INFORMATION ▸

■ ■ ■ ■

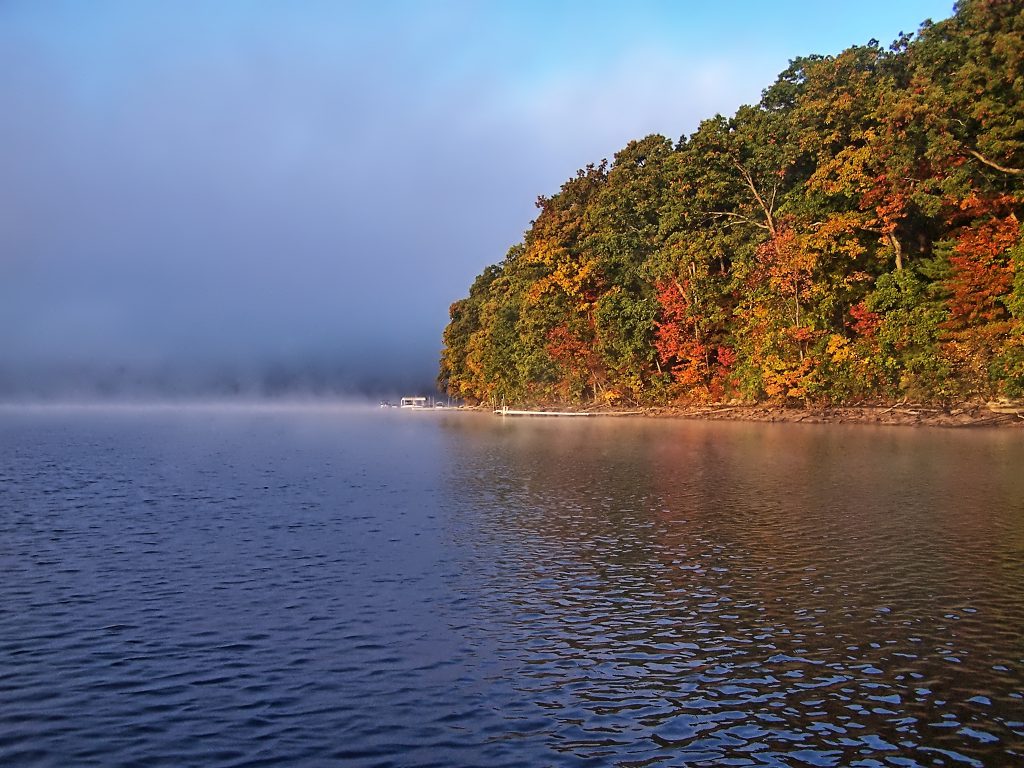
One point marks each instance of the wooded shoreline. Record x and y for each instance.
(900, 414)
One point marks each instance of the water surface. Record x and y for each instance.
(314, 586)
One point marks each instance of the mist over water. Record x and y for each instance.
(304, 585)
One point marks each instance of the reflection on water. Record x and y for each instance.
(420, 589)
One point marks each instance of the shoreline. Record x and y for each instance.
(966, 415)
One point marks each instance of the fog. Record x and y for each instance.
(242, 199)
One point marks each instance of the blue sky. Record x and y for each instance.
(193, 187)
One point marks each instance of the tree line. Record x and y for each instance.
(855, 236)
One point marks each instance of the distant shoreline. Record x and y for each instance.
(900, 415)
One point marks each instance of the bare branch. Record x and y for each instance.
(990, 164)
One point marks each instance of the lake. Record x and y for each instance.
(309, 586)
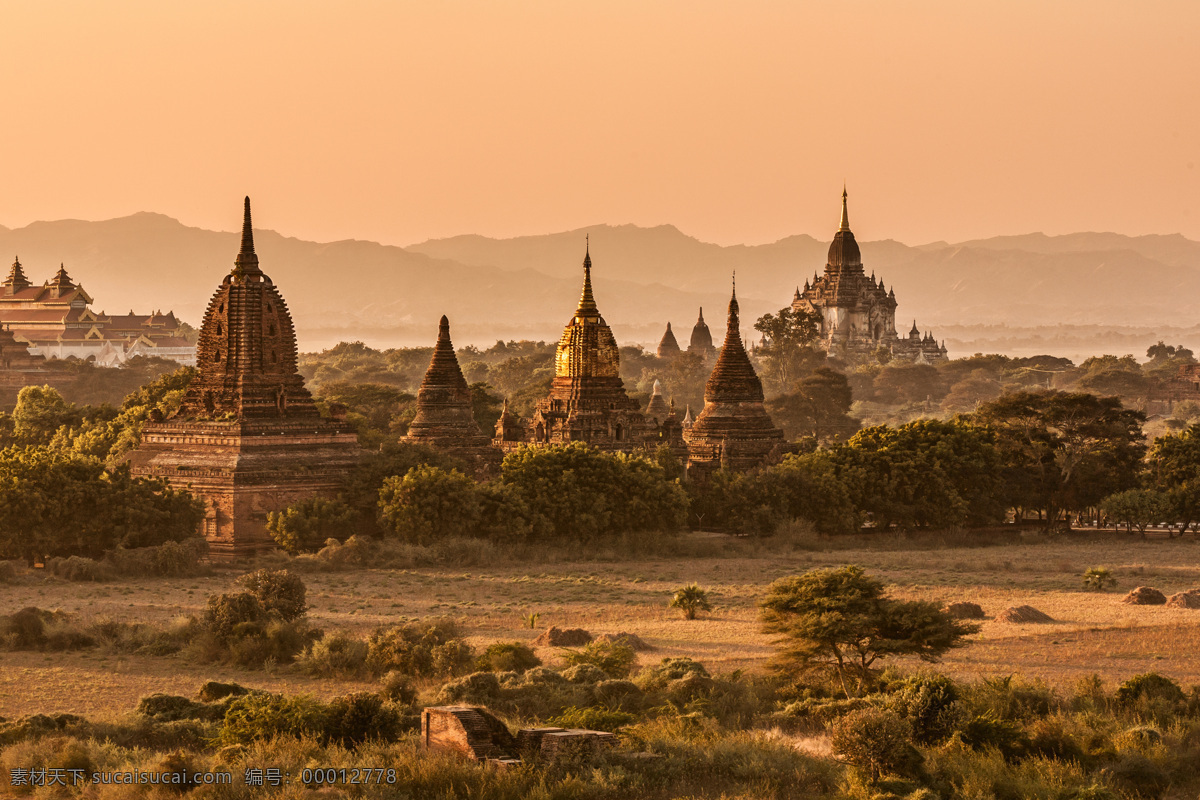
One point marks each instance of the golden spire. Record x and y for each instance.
(587, 302)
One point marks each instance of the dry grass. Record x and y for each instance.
(1092, 633)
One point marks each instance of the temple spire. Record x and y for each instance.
(247, 260)
(587, 302)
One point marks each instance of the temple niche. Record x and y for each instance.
(247, 437)
(733, 431)
(857, 312)
(444, 417)
(587, 400)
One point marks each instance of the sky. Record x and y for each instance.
(735, 121)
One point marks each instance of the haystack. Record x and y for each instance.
(629, 639)
(1023, 614)
(561, 637)
(1189, 599)
(1145, 596)
(965, 611)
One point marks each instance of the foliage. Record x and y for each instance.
(690, 600)
(306, 525)
(508, 656)
(839, 620)
(431, 649)
(580, 493)
(429, 504)
(613, 659)
(877, 741)
(279, 591)
(1099, 578)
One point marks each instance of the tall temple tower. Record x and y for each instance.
(444, 417)
(247, 437)
(858, 313)
(733, 429)
(587, 398)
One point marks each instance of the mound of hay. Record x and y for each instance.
(1023, 614)
(1145, 596)
(559, 637)
(965, 611)
(1189, 599)
(629, 639)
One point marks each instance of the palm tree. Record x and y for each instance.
(691, 599)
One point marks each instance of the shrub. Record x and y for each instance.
(213, 691)
(508, 656)
(360, 717)
(876, 741)
(335, 655)
(423, 650)
(593, 719)
(690, 600)
(1099, 578)
(928, 702)
(232, 613)
(263, 716)
(279, 591)
(616, 660)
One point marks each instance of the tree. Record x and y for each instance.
(819, 407)
(690, 600)
(1137, 509)
(839, 620)
(1063, 451)
(787, 350)
(427, 504)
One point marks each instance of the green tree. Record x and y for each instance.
(839, 620)
(819, 407)
(789, 348)
(1063, 451)
(691, 600)
(1138, 509)
(427, 504)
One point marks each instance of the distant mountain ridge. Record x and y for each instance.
(528, 286)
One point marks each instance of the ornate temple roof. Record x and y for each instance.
(669, 347)
(733, 379)
(247, 348)
(701, 337)
(844, 253)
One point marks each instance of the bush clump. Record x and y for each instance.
(431, 649)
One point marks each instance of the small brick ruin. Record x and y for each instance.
(478, 734)
(247, 437)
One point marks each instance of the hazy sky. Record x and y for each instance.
(736, 121)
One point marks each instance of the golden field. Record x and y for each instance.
(1093, 632)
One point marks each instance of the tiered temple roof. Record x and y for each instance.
(733, 429)
(444, 417)
(247, 437)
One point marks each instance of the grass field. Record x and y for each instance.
(1092, 633)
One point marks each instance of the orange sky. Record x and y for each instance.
(736, 121)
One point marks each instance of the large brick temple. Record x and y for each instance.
(733, 431)
(587, 400)
(444, 416)
(858, 314)
(247, 438)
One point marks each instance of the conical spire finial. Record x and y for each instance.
(587, 302)
(247, 260)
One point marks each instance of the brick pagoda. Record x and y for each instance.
(247, 437)
(733, 429)
(444, 417)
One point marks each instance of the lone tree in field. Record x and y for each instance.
(839, 620)
(690, 600)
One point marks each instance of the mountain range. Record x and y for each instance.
(527, 287)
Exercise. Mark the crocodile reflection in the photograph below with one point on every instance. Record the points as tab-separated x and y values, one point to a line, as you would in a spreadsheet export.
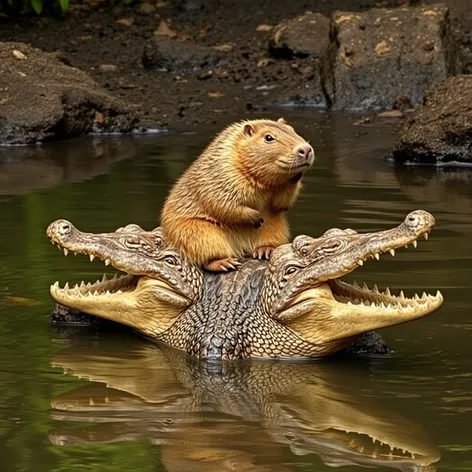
231	416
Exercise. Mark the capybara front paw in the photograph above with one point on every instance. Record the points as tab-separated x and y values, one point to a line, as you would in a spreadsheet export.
263	252
255	219
222	265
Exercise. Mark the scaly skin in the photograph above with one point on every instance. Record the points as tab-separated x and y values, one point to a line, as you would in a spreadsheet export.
293	306
198	412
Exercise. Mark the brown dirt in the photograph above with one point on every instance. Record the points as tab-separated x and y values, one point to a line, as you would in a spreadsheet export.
98	33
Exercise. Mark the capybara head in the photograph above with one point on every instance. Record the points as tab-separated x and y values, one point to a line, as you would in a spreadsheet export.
272	152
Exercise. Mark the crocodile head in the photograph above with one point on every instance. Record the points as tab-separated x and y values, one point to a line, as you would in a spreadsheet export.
156	285
293	306
303	289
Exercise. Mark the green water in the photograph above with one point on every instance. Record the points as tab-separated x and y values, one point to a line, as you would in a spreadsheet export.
127	405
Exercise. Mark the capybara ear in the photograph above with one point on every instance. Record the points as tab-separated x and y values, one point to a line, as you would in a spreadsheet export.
249	130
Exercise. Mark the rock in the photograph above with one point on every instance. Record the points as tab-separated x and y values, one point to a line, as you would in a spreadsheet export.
43	99
146	8
107	68
304	36
441	130
305	41
176	56
382	54
369	344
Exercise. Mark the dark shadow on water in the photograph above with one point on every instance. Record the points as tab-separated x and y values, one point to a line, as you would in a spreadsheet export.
240	416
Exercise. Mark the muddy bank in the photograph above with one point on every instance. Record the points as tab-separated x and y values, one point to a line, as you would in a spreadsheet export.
107	42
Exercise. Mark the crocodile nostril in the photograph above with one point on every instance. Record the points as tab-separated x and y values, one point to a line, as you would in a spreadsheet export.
65	228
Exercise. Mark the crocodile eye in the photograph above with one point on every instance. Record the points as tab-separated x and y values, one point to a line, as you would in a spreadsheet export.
304	250
169	260
132	241
333	246
290	270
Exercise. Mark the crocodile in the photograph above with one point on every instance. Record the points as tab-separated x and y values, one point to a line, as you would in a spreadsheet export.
293	306
231	416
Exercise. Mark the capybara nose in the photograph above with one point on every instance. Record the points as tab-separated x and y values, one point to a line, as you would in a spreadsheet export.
304	150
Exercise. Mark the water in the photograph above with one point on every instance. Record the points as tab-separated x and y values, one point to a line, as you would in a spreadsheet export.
127	405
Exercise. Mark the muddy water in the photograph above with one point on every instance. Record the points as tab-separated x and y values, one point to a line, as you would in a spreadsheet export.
124	404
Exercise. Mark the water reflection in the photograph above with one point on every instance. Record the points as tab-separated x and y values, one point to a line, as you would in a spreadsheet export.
233	416
29	168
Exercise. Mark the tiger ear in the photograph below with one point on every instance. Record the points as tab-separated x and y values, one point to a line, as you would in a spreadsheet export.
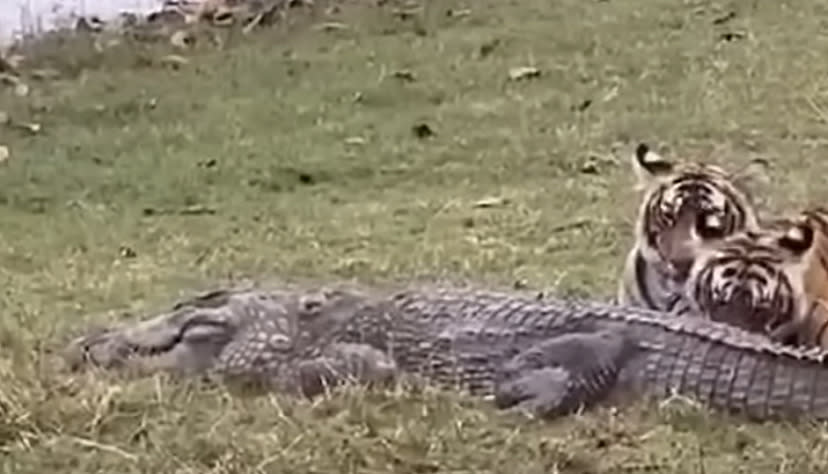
649	166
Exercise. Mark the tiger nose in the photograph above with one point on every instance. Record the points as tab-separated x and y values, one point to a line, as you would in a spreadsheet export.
682	267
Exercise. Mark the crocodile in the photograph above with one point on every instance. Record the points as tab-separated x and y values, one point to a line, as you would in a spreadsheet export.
548	356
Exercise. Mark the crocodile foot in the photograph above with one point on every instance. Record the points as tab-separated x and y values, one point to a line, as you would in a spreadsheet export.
562	375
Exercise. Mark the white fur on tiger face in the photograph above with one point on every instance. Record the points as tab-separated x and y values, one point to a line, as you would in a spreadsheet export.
684	206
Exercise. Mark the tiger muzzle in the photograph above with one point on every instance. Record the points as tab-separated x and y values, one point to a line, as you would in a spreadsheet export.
744	309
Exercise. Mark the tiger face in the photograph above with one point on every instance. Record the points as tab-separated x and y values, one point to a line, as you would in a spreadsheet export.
766	280
687	206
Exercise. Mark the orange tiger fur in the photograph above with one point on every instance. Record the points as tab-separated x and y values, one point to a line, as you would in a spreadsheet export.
774	280
684	205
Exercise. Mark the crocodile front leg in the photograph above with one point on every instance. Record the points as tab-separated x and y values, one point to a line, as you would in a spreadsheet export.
563	374
359	364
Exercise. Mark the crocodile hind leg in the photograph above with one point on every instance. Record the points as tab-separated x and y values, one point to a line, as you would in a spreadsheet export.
563	374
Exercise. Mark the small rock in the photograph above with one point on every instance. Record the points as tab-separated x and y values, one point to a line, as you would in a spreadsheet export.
21	89
404	75
355	141
523	72
423	130
489	202
127	252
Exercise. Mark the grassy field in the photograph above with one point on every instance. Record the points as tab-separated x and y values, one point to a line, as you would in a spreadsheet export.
296	152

■ ■ ■ ■

Which lines run from the one containing "Exercise. Mark the grassy" to the end of the records? Transcribe exactly those, both ends included.

RESPONSE BOX ▸
Exercise. Mark the grassy field in the photograph above with one point on every instance. Record the points as tab-separated x and y values, one point to a line, as you would in a spreadsheet export.
296	152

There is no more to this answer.